- _Stated goal 1_:
Please answer from the mailing-list message below: which module does it suggest for alarms with granularity less than one second?

[tpm] fork and blessed hash references

Rob Janes janes.rob at gmail.com
Thu Jan 14 08:49:30 PST 2010

check out Time::HiRes for alarms with granularity less than one second.

the perl ipc stuff allows you to access a shared memory region.  From
a c perspective, the ipc shared memory is truly shared.  I looked at
the perl shared memory code, and I believe what it does is copy the
shared memory region into a perl variable.  Updates to the shared
memory must be copied back manually via call to perl ipc method.

In order to make this work, you'll also have to get a semaphore to
serialize access to the shared memory region.

there is an alternative process.  set a signal handler for one of the
user signals SIGUSR1 say.  Send a signal to that process and handler
to reset the timer.  Your SIGALRM handler then is in a process which
also has a SIGUSR1 handler.  The SIGUSR1 handler resets the timer.
This way you don't need shared memory or semaphores.  Much easier,
much less complicated.  All that needs to be known globally is the pid
(process id) and maybe the tid (thread id) of the SIGUSR1 handler.

-rob janes
arjay at cpan.org

On Thu, Jan 14, 2010 at 11:25 AM, Stuart Watt <stuart at morungos.com> wrote:
> Madison Kelly wrote:
>> However, that led us to 'alarm', which might just be the ticket.

- _Task material_:
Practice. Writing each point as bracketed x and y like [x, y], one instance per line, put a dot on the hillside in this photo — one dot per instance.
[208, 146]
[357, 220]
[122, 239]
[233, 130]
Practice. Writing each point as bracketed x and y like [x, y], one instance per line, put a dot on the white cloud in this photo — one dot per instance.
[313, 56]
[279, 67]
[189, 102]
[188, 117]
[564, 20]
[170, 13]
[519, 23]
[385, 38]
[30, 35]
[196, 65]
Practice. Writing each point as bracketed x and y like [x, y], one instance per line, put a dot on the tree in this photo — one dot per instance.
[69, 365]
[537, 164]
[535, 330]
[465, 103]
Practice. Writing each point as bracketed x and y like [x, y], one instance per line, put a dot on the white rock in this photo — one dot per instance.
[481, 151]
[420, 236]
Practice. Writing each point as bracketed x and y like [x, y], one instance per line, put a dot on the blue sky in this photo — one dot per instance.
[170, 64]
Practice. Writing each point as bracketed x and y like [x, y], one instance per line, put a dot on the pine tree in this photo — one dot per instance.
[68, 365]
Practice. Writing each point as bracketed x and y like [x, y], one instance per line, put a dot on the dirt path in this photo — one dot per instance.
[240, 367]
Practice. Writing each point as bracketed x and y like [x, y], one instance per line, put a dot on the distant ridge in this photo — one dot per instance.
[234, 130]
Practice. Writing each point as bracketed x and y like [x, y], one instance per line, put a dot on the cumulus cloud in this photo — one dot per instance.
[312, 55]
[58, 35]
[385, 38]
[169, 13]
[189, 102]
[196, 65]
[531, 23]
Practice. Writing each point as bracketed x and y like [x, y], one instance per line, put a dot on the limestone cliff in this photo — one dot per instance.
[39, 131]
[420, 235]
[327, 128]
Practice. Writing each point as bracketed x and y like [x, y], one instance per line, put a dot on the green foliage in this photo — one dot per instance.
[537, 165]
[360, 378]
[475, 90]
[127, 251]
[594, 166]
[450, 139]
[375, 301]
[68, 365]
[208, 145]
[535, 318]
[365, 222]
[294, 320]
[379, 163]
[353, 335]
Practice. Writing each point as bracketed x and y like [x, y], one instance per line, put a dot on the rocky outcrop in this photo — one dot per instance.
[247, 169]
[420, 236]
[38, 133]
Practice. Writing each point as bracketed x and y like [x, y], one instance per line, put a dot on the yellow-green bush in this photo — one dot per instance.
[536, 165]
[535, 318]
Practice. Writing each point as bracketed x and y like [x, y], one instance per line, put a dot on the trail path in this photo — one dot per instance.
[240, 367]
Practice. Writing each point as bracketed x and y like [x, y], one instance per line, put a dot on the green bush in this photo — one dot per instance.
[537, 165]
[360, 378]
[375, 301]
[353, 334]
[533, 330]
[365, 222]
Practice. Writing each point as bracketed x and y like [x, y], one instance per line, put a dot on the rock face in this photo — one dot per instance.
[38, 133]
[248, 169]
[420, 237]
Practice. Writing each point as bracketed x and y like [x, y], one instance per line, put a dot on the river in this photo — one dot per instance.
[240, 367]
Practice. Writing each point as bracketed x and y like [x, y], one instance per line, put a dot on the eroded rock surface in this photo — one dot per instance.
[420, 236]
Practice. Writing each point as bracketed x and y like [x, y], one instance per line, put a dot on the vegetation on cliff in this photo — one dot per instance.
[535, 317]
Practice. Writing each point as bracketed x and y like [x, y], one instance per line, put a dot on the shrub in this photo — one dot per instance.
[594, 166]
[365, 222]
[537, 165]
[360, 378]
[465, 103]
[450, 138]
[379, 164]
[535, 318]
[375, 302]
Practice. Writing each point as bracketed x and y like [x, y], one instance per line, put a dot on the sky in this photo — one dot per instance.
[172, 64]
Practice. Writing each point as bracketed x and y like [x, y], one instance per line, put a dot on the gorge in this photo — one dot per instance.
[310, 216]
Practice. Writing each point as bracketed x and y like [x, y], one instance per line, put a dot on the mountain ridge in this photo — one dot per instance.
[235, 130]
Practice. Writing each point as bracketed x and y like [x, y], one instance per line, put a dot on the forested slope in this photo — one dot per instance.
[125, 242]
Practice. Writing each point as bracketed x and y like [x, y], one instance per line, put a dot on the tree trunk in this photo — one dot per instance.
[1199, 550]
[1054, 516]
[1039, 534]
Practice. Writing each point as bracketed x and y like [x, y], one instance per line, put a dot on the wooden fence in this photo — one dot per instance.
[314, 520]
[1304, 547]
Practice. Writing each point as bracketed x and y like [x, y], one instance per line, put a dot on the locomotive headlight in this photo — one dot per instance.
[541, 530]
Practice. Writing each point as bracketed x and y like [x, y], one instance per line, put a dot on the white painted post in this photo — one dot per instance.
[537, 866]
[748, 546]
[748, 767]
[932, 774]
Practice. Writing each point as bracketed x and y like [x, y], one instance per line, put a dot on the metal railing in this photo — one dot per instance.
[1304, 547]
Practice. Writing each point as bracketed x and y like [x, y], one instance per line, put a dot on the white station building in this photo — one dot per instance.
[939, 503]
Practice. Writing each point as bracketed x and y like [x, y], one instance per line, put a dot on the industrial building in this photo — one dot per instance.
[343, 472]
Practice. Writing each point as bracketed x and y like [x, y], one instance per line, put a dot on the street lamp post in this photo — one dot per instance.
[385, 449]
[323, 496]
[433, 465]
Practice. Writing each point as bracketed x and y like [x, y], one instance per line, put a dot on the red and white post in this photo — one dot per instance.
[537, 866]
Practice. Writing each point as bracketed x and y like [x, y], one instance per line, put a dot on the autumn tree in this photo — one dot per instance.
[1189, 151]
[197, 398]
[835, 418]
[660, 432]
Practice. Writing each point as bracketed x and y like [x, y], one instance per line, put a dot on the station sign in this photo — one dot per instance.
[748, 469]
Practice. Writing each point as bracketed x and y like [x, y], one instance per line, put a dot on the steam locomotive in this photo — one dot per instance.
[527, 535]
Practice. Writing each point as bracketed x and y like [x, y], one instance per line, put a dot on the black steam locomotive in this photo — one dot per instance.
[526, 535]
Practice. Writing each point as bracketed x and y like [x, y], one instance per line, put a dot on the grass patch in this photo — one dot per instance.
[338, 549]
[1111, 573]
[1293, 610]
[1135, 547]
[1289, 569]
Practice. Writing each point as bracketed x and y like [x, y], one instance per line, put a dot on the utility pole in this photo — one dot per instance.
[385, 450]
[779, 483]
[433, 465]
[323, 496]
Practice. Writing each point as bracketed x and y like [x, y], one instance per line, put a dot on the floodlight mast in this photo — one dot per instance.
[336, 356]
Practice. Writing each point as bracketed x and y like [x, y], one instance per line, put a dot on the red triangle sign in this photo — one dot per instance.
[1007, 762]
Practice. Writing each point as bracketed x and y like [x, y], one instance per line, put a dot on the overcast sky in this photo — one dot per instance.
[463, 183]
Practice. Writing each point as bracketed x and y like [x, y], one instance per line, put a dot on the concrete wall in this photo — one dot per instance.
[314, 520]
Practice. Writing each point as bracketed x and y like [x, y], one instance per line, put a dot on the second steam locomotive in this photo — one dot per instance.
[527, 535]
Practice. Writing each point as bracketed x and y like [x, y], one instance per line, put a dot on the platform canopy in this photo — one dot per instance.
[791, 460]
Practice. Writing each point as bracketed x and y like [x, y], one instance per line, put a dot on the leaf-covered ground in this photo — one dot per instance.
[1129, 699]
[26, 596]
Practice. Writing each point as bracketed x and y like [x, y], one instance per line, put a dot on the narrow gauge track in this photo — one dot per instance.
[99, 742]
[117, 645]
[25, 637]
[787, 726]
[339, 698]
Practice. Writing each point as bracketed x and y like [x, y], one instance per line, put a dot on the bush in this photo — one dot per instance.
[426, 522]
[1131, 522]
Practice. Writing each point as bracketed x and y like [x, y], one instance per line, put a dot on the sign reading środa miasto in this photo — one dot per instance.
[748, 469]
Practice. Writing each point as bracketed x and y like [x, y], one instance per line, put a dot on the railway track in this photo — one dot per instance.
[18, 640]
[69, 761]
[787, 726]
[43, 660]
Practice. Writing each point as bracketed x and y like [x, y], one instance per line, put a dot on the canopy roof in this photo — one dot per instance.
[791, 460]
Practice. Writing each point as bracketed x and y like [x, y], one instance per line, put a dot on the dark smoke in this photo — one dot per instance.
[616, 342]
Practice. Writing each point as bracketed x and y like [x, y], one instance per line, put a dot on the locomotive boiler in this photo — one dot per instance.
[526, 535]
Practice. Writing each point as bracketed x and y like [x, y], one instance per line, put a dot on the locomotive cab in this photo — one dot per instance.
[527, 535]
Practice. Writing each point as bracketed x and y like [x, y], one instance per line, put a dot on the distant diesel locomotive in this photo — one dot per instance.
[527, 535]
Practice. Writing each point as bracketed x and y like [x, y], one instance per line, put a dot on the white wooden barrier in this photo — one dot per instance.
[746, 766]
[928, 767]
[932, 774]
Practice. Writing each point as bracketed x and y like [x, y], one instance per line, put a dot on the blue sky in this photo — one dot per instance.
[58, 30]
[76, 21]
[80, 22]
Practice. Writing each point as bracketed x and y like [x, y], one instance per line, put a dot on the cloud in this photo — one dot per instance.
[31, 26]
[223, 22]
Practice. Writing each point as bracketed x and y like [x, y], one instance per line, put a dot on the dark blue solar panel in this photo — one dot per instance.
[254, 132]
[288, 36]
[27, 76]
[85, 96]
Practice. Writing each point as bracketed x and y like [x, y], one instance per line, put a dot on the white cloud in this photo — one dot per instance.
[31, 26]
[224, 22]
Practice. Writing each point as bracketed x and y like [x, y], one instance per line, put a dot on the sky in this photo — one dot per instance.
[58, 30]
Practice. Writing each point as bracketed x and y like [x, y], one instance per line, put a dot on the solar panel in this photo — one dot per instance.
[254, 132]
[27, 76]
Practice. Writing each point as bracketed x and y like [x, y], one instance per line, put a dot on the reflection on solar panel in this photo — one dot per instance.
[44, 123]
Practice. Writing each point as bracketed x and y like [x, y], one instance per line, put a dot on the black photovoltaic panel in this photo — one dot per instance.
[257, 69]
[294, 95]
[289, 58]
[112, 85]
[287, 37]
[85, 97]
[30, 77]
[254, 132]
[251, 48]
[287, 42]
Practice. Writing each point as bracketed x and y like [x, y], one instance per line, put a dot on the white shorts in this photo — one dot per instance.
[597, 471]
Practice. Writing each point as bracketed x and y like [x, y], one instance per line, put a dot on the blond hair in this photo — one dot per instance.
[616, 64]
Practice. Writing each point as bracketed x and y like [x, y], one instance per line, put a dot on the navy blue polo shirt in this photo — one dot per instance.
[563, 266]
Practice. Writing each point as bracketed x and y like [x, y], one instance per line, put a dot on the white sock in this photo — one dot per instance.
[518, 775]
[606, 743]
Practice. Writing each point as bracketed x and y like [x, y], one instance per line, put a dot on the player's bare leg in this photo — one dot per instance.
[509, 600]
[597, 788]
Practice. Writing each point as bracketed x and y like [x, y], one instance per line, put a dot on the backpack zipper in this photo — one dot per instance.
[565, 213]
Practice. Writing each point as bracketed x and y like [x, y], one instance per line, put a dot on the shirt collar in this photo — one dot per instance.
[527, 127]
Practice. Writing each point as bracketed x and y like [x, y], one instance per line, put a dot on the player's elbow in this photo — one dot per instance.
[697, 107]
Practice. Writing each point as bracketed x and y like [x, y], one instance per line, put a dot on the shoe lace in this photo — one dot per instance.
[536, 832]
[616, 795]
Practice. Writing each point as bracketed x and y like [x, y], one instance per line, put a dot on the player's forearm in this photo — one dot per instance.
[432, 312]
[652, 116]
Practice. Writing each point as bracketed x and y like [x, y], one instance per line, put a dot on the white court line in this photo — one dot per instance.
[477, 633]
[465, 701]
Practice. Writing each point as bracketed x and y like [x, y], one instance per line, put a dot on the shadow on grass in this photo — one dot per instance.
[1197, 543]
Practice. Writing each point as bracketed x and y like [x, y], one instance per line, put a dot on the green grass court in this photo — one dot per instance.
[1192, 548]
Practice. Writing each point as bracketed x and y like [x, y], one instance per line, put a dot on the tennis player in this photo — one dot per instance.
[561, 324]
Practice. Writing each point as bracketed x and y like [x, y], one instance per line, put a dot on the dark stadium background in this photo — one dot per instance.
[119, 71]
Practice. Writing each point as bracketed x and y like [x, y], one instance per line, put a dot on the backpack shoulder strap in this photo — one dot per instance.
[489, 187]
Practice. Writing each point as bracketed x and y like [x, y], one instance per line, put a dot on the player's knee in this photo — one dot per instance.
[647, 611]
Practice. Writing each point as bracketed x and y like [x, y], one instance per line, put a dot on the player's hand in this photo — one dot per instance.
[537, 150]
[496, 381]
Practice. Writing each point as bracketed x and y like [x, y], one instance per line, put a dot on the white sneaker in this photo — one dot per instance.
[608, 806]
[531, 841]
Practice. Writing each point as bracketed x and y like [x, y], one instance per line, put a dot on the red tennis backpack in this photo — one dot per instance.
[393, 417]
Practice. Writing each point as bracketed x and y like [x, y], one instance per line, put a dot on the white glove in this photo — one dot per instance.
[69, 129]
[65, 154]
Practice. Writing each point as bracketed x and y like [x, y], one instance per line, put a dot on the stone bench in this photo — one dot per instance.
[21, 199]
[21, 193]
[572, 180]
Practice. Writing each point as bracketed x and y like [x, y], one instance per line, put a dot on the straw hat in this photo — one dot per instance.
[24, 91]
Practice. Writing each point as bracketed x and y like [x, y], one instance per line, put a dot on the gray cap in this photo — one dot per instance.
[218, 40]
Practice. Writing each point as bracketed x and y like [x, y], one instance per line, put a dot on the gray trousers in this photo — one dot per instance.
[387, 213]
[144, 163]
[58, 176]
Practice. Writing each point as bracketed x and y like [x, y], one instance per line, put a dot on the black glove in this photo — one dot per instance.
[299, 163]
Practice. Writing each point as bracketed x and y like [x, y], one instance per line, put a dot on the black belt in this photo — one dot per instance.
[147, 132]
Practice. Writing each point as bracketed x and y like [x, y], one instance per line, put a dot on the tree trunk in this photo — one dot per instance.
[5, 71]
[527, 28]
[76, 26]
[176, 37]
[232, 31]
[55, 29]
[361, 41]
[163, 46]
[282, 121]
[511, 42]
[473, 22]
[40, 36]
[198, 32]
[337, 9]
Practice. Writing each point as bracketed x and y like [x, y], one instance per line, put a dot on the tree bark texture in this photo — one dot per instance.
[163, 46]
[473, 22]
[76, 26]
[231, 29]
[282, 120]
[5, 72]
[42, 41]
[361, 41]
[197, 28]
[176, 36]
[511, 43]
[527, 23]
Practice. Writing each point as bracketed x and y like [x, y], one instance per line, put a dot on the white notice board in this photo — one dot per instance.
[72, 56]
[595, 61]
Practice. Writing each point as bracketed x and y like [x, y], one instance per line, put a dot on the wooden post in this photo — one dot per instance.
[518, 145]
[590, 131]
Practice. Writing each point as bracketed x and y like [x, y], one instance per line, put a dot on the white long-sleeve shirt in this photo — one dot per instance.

- _Stated goal 2_:
Report how many lines of the records contain the string "cliff", giving only the number.

- _Correct answer 1_:
Time::HiRes

- _Correct answer 2_:
2